Records excerpted from a collection

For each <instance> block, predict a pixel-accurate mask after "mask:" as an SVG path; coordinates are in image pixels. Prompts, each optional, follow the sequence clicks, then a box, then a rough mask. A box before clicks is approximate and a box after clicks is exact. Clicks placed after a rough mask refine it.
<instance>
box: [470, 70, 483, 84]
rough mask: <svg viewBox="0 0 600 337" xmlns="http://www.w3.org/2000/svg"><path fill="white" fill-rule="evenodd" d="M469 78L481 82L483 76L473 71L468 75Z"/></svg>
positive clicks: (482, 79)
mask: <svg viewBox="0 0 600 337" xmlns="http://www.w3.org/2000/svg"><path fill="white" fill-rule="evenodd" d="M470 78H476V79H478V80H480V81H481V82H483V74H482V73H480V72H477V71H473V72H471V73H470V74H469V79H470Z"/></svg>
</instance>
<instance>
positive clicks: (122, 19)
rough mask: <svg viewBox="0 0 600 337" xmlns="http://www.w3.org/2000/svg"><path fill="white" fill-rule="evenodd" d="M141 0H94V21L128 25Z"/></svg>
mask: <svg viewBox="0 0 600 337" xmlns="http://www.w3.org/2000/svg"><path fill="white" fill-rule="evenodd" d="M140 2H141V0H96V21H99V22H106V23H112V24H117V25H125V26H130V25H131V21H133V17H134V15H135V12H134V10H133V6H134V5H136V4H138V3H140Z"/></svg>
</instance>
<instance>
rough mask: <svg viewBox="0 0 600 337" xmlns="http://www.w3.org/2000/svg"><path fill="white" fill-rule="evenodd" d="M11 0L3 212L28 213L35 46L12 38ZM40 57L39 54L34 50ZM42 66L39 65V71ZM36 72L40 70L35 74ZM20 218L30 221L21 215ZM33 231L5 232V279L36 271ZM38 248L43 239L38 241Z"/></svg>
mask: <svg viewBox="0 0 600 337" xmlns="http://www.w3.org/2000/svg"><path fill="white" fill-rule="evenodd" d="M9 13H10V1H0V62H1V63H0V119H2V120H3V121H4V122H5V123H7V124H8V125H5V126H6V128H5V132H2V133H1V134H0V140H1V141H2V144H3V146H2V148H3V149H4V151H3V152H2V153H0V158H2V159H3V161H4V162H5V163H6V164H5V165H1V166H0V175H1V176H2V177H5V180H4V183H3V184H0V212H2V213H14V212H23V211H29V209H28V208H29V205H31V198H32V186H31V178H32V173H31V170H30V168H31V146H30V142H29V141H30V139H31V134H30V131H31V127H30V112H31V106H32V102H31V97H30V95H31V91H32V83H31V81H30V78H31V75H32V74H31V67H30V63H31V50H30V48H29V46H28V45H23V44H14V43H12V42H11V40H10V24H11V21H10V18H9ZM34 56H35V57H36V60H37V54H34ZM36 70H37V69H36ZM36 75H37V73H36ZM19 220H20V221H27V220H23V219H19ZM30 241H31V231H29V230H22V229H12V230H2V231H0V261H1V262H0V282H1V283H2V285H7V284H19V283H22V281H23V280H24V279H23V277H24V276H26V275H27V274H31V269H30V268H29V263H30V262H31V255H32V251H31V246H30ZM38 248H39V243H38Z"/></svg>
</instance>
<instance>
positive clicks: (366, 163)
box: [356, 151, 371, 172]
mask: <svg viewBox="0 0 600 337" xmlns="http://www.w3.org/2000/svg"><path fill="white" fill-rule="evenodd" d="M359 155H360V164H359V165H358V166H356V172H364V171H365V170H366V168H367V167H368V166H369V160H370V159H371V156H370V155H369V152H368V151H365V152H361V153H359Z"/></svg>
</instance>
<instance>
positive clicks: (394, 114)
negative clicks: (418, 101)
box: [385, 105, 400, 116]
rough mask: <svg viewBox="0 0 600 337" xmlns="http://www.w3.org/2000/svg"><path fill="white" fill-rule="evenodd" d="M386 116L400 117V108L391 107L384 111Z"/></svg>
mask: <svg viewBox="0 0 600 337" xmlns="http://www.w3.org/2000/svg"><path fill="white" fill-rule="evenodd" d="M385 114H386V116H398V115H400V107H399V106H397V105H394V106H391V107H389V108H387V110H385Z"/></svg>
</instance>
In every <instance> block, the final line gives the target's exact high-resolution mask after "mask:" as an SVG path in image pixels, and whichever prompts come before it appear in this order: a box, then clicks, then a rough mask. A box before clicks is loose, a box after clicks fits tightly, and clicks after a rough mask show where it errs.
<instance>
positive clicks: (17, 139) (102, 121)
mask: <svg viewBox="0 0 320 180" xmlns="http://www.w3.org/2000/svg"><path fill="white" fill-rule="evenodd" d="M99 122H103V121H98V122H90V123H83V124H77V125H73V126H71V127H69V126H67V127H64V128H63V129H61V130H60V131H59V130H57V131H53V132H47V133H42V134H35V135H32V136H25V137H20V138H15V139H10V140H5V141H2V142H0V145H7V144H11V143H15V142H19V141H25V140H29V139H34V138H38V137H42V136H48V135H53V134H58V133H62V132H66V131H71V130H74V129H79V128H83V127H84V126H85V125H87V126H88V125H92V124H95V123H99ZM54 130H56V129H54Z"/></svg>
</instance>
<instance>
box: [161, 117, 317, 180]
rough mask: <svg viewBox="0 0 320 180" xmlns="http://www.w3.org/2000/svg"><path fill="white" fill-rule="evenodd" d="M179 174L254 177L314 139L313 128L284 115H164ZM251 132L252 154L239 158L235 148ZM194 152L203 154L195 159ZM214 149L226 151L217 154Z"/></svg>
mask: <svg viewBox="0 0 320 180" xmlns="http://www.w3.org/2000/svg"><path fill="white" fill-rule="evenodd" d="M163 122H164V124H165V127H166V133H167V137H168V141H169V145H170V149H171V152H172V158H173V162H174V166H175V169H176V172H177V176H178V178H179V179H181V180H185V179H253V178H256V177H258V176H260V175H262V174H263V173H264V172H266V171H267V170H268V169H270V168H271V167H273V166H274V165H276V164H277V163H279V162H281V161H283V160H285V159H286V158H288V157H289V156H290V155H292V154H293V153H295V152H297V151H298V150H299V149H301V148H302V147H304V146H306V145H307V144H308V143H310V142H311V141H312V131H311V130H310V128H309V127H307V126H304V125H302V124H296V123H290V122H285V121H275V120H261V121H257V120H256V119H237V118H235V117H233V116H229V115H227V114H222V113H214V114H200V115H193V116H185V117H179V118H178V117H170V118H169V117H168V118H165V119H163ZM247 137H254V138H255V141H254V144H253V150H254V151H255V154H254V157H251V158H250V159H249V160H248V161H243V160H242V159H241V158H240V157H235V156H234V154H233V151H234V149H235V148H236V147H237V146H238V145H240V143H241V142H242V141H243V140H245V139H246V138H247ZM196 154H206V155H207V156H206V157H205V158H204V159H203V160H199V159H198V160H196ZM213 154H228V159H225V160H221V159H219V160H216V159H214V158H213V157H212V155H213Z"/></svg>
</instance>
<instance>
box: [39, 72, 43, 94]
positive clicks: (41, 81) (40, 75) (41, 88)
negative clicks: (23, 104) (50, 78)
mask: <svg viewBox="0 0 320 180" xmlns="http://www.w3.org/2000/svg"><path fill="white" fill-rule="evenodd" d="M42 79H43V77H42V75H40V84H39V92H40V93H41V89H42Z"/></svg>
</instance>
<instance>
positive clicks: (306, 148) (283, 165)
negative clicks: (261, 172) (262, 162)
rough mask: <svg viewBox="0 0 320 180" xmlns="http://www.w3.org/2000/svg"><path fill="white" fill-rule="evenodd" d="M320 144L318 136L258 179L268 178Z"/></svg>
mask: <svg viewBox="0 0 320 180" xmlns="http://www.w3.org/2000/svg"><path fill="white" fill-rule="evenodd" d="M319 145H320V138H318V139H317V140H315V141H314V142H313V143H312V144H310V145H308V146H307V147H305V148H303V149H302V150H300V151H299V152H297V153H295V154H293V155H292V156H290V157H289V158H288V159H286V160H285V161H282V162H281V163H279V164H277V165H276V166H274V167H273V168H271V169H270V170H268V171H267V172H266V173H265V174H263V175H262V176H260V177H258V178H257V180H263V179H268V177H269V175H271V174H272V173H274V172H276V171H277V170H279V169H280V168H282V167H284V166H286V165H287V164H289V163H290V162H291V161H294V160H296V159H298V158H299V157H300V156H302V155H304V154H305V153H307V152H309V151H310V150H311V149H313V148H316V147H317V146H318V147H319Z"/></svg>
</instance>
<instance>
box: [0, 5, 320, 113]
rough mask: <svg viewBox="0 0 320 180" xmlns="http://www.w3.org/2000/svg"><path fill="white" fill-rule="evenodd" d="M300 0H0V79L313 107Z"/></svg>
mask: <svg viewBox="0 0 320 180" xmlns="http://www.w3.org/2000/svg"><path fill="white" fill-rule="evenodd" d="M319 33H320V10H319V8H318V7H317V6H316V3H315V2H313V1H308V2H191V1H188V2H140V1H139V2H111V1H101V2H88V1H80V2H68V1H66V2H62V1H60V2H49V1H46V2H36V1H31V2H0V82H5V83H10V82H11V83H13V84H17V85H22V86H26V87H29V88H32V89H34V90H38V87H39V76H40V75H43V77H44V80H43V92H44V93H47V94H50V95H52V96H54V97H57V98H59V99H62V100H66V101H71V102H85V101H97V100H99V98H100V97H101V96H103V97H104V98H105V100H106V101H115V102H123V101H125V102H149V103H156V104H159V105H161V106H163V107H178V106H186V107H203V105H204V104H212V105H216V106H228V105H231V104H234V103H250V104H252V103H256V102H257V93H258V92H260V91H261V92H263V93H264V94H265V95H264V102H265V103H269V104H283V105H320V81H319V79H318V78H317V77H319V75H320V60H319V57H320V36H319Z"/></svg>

→ **Your goal**:
Copy each line above containing the string "pixels".

→ **Response**:
For each <instance> block, predict a pixel-accurate mask after "mask:" as an SVG path; coordinates are in image pixels. Prompts, each optional, follow the sequence clicks, then a box, then a rough mask. A box before clicks is approximate and a box after clicks is exact. Clicks placed after a rough mask refine it.
In every <instance> block, the final line gives the target's exact high-resolution mask after "mask:" as an SVG path in image pixels, and whichever prompts come before it appear in this order: a box, then clicks, then a rough mask. A box before clicks is loose, a box after clicks fits tightly, and clicks after a rough mask show where it errs.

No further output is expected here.